### Work to be completed:
Copy exactly the last part of the listing below, beginning at the line that contains "bicycle handlebar, reported" and including the final line.

______________________________

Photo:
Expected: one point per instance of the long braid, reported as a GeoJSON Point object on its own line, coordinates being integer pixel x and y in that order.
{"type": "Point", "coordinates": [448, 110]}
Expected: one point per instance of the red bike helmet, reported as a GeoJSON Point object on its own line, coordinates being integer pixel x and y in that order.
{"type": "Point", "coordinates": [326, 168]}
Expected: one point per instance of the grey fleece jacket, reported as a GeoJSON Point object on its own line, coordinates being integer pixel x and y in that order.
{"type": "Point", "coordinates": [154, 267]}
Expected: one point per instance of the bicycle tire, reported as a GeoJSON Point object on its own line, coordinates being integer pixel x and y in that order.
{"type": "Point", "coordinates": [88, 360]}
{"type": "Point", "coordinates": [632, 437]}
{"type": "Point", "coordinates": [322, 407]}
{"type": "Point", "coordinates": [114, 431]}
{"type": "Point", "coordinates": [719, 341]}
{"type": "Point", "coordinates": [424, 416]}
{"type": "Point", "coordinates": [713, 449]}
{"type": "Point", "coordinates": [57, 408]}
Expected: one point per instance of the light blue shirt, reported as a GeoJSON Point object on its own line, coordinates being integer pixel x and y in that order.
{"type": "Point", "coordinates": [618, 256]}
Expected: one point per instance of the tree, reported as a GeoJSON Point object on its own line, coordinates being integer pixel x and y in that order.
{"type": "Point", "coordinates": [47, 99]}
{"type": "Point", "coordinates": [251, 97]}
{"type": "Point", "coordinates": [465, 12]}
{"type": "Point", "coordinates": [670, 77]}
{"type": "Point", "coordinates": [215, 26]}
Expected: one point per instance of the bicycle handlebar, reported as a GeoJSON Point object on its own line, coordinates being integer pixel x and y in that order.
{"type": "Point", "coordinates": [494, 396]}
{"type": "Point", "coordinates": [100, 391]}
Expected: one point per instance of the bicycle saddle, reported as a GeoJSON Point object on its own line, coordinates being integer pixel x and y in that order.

______________________________

### Exercise solution:
Expected: one point per instance of the bicycle handlebar, reported as a GeoJSON Point object on its own line, coordinates being integer pixel x and y in that order.
{"type": "Point", "coordinates": [494, 396]}
{"type": "Point", "coordinates": [100, 391]}
Expected: one point per instance of the bicycle saddle, reported as a GeoJSON Point object on its own line, coordinates being integer pixel x and y in that order.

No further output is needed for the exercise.